Cardiac catheterization involves passing a thin flexible tube (catheter) into the right or left side of the heart. The catheter is most often inserted from the groin or the arm.
Catheterization - cardiac; Heart catheterization; Angina - cardiac catheterization; CAD - cardiac catheterization; Coronary artery disease - cardiac catheterization; Heart valve - cardiac catheterization; Heart failure - cardiac catheterization
How the Test is Performed
You will get medicine before the test to help you relax.
The health care provider will clean a site on your arm, neck, or groin and insert a line into one of your veins. This is called an intravenous (IV) line.
A larger thin plastic tube called a sheath is placed into a vein or artery in your leg or arm. Then longer plastic tubes called catheters are carefully moved up into the heart using live x-rays as a guide. Then the doctor can:
- Collect blood samples from the heart
- Measure pressure and blood flow in the heart's chambers and in the large arteries around the heart
- Measure the oxygen in different parts of your heart
- Examine the arteries of the heart
- Perform a biopsy on the heart muscle
For some procedures, you may be injected with a dye that helps your provider to visualize the structures and vessels within the heart.
If you have a blockage, you may have angioplasty and a stent placed during the procedure.
The test may last 30 to 60 minutes. If you also need special procedures, the test may take longer. If the catheter is placed in your groin, you will often be asked to lie flat on your back for a few to several hours after the test to avoid bleeding.
You will be told how to take care of yourself when you go home after the procedure is done.

:: Available data ::
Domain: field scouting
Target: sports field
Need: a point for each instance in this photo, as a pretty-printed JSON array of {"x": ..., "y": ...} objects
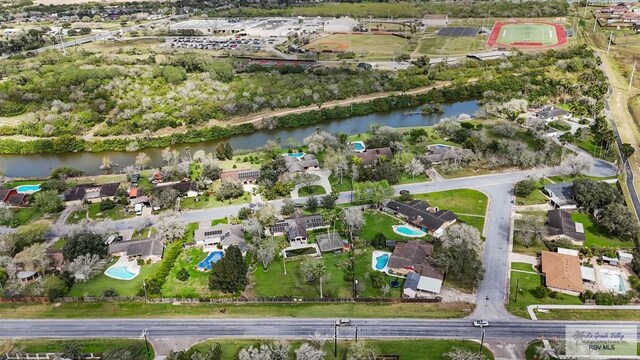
[{"x": 527, "y": 35}]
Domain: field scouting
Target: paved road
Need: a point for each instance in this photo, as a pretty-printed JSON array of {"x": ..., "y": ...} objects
[{"x": 281, "y": 327}]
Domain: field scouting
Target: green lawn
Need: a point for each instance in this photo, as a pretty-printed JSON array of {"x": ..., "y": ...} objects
[
  {"x": 206, "y": 202},
  {"x": 311, "y": 190},
  {"x": 87, "y": 345},
  {"x": 144, "y": 310},
  {"x": 431, "y": 349},
  {"x": 596, "y": 235},
  {"x": 527, "y": 284},
  {"x": 97, "y": 285}
]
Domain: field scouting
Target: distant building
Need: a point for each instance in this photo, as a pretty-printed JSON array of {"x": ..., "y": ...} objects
[{"x": 422, "y": 215}]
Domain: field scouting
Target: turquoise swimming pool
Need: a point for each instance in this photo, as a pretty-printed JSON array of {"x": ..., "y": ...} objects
[
  {"x": 120, "y": 273},
  {"x": 381, "y": 261},
  {"x": 28, "y": 189},
  {"x": 407, "y": 231}
]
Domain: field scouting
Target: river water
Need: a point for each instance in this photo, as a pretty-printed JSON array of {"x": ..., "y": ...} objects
[{"x": 41, "y": 165}]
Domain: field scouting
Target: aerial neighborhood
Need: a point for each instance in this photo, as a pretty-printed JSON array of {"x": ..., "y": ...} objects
[{"x": 281, "y": 180}]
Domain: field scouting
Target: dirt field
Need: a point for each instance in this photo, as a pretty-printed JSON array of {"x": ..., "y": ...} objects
[{"x": 366, "y": 45}]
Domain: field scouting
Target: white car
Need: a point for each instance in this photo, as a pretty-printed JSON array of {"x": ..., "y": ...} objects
[{"x": 480, "y": 323}]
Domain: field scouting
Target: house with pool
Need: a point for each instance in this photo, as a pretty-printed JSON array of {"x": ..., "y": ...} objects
[
  {"x": 421, "y": 217},
  {"x": 414, "y": 261}
]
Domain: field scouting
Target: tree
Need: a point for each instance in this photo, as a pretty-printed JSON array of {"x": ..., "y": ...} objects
[
  {"x": 353, "y": 221},
  {"x": 82, "y": 242},
  {"x": 34, "y": 257},
  {"x": 171, "y": 227},
  {"x": 266, "y": 252},
  {"x": 577, "y": 164},
  {"x": 183, "y": 275},
  {"x": 360, "y": 351},
  {"x": 415, "y": 167},
  {"x": 229, "y": 190},
  {"x": 314, "y": 270},
  {"x": 372, "y": 192},
  {"x": 230, "y": 273},
  {"x": 48, "y": 201},
  {"x": 308, "y": 352},
  {"x": 459, "y": 257},
  {"x": 165, "y": 197},
  {"x": 617, "y": 219},
  {"x": 524, "y": 187},
  {"x": 83, "y": 267},
  {"x": 142, "y": 160},
  {"x": 463, "y": 354},
  {"x": 311, "y": 204},
  {"x": 627, "y": 150}
]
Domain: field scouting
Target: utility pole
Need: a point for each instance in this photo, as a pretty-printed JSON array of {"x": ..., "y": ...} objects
[
  {"x": 632, "y": 73},
  {"x": 145, "y": 332}
]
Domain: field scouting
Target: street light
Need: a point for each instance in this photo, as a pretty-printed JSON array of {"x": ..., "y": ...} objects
[{"x": 144, "y": 334}]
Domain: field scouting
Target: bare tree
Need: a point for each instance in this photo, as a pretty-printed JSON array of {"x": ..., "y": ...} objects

:: What you will do ::
1) Decide whether each statement agrees with the cardiac catheterization text. Answer yes or no for each, and quote the words of the text that settle it.
(a) The catheter is most often inserted from the groin or the arm.
(b) The test always lasts exactly 30 minutes.
(c) Medicine to help you relax is given after the test.
2) Set down the cardiac catheterization text word for word. Begin at the words "Catheterization - cardiac;" and stop after "help you relax.".
3) Summarize the cardiac catheterization text in two sentences.

:: Answer list ::
1)
(a) Yes. "The catheter is most often inserted from the groin or the arm."
(b) No. "The test may last 30 to 60 minutes."
(c) No. "You will get medicine before the test to help you relax."

2)
Catheterization - cardiac; Heart catheterization; Angina - cardiac catheterization; CAD - cardiac catheterization; Coronary artery disease - cardiac catheterization; Heart valve - cardiac catheterization; Heart failure - cardiac catheterization
How the Test is Performed
You will get medicine before the test to help you relax.

3) Cardiac catheterization involves passing a thin flexible tube into the heart, most often from the groin or the arm, with live x-rays as a guide. Through it the doctor can collect blood samples, measure pressure, blood flow, and oxygen, examine the heart's arteries, or perform a biopsy on the heart muscle, and the test may last 30 to 60 minutes.